# [Task description]
Repeat word for word the line with "Target: lamp on sign bracket" and every line after it until the records below run out.

---------- Listing

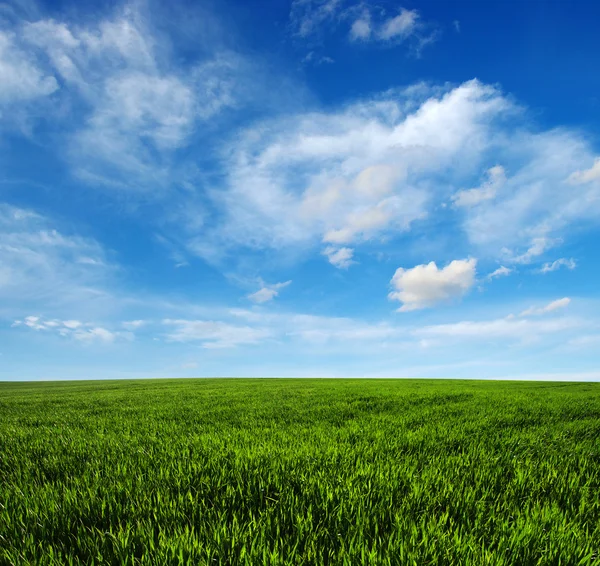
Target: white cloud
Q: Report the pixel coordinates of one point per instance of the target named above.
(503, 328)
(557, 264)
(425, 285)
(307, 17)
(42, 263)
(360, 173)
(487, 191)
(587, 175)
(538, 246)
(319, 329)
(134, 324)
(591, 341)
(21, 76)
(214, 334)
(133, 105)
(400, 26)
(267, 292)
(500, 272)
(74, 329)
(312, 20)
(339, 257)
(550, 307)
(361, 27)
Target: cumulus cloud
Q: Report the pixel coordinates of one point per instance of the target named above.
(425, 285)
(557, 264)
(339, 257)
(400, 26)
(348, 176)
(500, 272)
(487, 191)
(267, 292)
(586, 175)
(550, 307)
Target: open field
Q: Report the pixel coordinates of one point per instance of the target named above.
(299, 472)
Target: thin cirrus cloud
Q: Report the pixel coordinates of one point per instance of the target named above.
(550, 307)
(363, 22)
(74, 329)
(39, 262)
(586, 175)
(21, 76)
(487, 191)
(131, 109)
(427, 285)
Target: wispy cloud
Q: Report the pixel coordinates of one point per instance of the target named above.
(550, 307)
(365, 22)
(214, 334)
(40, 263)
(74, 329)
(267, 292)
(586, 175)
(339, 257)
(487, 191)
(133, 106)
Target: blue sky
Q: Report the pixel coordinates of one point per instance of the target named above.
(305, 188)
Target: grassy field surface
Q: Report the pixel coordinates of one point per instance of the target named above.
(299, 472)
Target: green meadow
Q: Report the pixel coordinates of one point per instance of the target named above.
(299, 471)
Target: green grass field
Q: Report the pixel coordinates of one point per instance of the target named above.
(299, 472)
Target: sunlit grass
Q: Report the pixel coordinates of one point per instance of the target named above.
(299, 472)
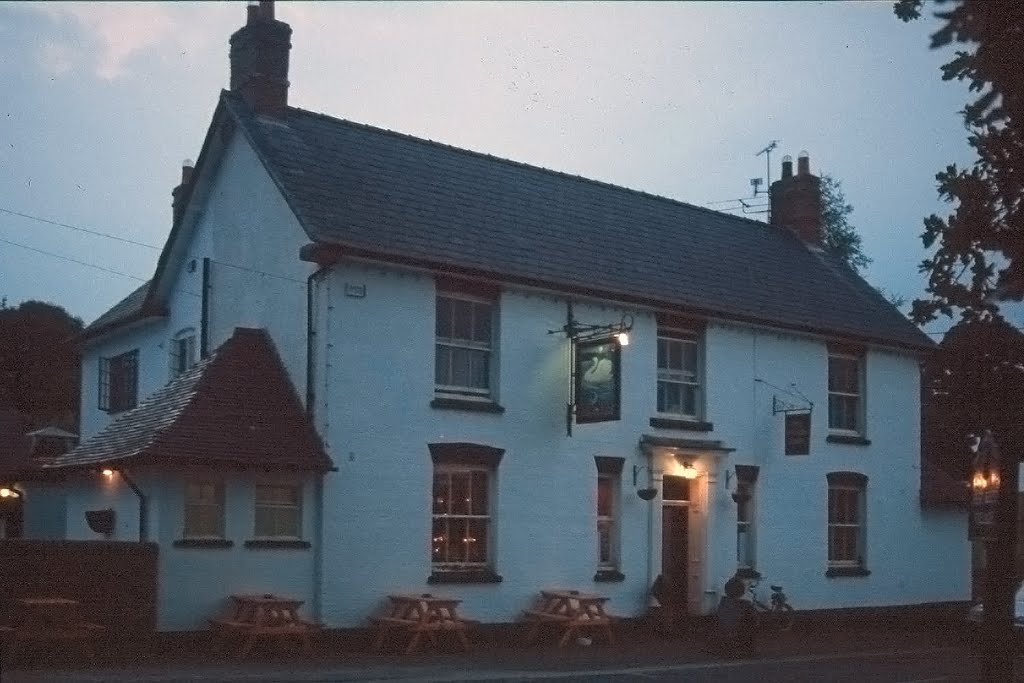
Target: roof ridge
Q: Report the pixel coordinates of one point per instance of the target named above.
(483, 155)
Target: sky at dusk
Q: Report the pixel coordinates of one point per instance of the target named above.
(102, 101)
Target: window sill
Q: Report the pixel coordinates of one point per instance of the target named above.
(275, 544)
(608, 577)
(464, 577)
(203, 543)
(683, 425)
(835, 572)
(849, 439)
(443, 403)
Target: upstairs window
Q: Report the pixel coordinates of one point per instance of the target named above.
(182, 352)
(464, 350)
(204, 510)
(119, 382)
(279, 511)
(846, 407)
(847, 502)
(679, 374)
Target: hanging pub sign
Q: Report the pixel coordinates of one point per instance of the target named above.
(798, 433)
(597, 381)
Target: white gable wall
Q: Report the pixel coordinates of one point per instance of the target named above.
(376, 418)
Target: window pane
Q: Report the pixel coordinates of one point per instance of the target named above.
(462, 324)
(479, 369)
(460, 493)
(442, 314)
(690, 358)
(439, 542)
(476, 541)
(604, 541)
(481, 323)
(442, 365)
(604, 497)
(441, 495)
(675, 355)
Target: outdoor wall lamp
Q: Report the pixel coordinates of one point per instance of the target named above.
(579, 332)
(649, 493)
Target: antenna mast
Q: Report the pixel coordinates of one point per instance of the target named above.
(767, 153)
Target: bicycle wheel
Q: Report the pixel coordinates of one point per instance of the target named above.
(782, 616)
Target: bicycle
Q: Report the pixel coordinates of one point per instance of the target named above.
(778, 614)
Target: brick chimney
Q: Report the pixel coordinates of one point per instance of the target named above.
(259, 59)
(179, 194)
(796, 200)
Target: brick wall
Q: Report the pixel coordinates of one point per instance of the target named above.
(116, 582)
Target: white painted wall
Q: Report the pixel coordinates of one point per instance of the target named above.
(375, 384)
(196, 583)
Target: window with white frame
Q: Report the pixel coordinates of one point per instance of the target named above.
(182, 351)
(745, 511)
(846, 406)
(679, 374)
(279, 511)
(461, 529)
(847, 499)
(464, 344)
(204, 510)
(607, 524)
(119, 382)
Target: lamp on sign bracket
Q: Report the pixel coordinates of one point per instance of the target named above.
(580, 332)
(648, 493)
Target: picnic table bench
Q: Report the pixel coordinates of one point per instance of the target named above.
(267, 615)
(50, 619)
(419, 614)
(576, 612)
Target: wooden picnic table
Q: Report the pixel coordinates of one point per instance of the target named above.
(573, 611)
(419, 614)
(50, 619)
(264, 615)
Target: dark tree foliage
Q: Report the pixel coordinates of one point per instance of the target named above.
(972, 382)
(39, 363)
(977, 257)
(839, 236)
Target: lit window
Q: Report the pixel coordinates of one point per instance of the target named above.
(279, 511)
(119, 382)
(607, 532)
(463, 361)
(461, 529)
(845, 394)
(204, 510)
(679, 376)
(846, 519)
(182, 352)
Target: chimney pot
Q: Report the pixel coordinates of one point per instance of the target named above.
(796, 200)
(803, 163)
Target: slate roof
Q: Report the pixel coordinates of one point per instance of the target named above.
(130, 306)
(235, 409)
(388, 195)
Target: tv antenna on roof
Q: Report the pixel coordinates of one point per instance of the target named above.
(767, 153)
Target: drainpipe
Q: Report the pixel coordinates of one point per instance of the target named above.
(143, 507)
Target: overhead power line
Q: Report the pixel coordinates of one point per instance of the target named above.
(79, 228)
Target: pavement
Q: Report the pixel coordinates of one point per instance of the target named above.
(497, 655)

--------------------

# [Response]
Target: lamp on sign bracket
Q: Report the pixel coordinates of one point per instance of the target named above.
(580, 332)
(648, 493)
Target: picnic table bench
Q: Report the pixel coordinates of one point per instance of the target named above.
(267, 615)
(50, 619)
(419, 614)
(576, 612)
Target: wooden picnic table
Q: Report the pixel coordinates of one point per instance of the target named above.
(573, 611)
(419, 614)
(50, 619)
(264, 615)
Target: dark tree foliage
Q: Report the pixel coordinates of one point per instance of the target named above.
(972, 382)
(39, 363)
(977, 257)
(839, 236)
Target: lit window
Q: Report the pixel coordinates of one point per instance of the target named above.
(279, 511)
(119, 382)
(607, 532)
(463, 361)
(461, 529)
(845, 394)
(204, 510)
(679, 376)
(846, 519)
(182, 352)
Target: chimney pot
Q: Report the pixel coordinates of one point per instance of the target named above.
(796, 200)
(803, 163)
Target: slate roof
Q: Report the pixel coordinates of one point per instance of the target named above.
(130, 306)
(235, 409)
(388, 195)
Target: tv antenna on roof
Q: Report the pixel coordinates of one point per instance of the target named above.
(767, 153)
Target: drainpipe
Q: Report the pixel coordinates of one point per instance of the target named above.
(143, 507)
Target: overhead power line
Q: Report the pixel coordinates of one point per instance of the target named above.
(79, 228)
Target: pavement
Q: Report the pixel coordinates of one point per instance of the target named above.
(497, 655)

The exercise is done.